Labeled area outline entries
######
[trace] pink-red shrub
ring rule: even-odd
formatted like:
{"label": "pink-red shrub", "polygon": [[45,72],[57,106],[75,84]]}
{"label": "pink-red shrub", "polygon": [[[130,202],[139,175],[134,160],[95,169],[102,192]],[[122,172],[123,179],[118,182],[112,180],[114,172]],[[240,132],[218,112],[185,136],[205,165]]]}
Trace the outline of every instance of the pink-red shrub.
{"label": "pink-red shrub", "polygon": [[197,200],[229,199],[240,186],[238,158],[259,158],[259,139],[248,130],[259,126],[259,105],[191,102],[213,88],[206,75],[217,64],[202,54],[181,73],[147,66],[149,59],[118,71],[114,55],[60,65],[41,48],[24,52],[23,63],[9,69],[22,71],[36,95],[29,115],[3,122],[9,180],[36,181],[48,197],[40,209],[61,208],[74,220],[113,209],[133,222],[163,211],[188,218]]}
######
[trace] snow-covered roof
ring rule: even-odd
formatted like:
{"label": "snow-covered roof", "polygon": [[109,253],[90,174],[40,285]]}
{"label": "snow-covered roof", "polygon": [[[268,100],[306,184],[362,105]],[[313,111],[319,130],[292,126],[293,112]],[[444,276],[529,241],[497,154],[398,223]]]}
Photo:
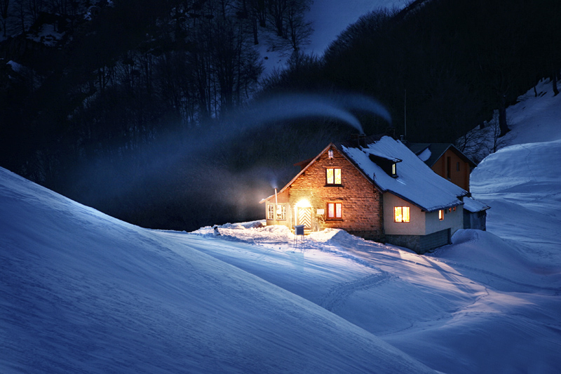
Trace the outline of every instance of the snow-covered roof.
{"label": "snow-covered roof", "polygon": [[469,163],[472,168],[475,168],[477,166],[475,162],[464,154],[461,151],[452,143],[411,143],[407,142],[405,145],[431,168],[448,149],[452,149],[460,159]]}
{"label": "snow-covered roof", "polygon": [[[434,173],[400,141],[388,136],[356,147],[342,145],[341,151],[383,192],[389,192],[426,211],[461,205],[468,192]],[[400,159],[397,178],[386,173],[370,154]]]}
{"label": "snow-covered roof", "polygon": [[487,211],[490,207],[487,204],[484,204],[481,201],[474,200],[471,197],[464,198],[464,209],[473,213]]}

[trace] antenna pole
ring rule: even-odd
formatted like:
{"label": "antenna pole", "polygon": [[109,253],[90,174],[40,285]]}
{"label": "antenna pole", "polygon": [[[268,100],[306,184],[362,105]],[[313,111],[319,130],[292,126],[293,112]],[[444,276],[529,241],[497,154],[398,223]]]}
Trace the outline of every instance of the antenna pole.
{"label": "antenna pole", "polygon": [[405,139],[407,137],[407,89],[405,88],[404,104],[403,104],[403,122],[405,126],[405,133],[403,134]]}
######
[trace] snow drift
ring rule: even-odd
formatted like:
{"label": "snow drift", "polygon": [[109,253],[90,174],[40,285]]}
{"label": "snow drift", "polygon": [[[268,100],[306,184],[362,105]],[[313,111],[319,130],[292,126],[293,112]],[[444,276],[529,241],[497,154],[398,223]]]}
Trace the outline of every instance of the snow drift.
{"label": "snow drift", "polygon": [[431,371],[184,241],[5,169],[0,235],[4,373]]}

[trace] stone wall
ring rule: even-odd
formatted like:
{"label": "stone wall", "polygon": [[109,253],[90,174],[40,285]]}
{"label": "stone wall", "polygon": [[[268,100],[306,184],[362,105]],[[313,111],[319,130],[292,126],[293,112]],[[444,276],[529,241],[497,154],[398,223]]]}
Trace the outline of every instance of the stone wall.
######
→ **Problem details**: Change "antenna pole" to "utility pole" throughout the part of the material that opens with the line containing "[trace] antenna pole" and closes with the line containing "Trace the outline of every instance of the antenna", and give back only that part with everything else unchanged.

→ **The answer**:
[trace] utility pole
ring rule: even-odd
formatted like:
{"label": "utility pole", "polygon": [[109,253],[90,174],[40,285]]}
{"label": "utility pole", "polygon": [[[268,100],[306,184],[362,105]],[[313,111],[319,130],[292,126],[293,112]],[[444,276],[529,241],[497,154],[398,223]]]}
Trace the outline of every instance of the utility pole.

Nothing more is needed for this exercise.